## Items listed in a dataset
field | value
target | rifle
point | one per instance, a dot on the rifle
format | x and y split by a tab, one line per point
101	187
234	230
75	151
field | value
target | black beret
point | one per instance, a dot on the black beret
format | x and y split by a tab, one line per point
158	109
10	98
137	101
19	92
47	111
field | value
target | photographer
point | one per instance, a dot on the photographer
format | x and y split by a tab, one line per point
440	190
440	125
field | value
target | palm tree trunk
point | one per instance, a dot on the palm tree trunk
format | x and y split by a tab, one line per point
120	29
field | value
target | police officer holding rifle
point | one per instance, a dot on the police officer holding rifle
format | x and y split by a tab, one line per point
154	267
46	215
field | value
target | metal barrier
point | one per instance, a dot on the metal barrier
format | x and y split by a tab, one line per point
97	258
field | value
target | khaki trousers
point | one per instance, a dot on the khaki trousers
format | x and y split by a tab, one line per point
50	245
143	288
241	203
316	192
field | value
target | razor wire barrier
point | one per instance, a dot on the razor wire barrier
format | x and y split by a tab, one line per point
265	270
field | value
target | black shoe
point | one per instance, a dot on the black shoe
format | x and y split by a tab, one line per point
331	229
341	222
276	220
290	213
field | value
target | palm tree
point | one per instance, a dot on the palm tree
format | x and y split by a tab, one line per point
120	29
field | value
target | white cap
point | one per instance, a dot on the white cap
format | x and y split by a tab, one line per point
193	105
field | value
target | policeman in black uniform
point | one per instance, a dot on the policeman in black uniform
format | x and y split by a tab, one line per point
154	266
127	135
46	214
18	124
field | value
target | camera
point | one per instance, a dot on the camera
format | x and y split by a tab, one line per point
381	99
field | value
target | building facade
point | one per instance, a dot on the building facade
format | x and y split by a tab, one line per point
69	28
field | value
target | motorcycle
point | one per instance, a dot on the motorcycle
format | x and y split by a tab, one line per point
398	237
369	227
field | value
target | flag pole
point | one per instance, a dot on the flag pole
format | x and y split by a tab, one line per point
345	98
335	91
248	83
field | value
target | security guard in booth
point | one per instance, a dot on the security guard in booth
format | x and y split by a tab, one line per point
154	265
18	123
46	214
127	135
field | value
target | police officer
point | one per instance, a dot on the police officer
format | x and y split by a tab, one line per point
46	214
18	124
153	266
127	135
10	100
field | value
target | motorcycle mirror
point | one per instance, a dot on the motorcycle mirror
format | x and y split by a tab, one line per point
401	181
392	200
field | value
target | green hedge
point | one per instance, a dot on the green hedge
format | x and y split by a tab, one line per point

## WHAT YOU SHOULD DO
Exactly and only the lines from the line containing "target | motorcycle mirror" through the final line of the records above must be returned.

## SOLVED EXERCISE
target | motorcycle mirror
point | one per instance, a dot on the motorcycle mirror
format | x and y split by a tab, one line per point
401	181
392	200
field | value
target | green hedge
point | one per instance, a dot on the green hedge
format | x and y split by a tab, one line per point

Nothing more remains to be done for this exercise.